# Task brief:
Starting from the line containing "collar accordingly in the photo above.", write out the rest of the entries exactly, through the final line, including nothing else.

*** Entries shown ***

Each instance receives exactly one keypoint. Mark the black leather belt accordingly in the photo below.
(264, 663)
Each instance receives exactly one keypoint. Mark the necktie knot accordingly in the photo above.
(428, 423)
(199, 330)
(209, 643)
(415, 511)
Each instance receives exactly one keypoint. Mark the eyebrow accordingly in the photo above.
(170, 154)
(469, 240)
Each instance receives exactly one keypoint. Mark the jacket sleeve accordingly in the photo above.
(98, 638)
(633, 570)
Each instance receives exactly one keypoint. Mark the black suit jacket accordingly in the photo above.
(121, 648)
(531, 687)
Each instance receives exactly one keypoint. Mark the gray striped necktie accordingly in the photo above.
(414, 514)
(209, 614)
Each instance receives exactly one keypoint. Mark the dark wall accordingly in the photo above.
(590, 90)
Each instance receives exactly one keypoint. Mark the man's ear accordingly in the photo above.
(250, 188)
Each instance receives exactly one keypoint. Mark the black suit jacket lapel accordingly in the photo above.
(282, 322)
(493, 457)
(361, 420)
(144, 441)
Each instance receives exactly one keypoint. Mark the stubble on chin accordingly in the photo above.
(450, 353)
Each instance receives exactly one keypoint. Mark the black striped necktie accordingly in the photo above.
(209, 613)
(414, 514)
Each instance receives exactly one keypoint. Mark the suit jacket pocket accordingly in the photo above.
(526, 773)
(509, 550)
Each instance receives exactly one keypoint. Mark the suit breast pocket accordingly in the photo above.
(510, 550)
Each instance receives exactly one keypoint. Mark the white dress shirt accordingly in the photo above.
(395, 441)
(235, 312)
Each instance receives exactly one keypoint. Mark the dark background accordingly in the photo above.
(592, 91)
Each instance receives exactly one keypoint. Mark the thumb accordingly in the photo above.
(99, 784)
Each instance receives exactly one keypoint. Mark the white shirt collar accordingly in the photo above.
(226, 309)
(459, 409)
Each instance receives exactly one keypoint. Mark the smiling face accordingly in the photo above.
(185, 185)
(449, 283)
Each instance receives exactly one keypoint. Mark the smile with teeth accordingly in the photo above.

*** End of Entries shown ***

# Expected answer:
Each instance receives exactly one keypoint. Mark the white shirt collar accordingly in the photo above.
(226, 309)
(459, 409)
Each instance receives exactly one keypoint. Mark the smiling face accordingly in the photo above.
(185, 185)
(449, 283)
Each instance receives exactly one keypoint. Mark the smile with teeth accordingly in the photo above.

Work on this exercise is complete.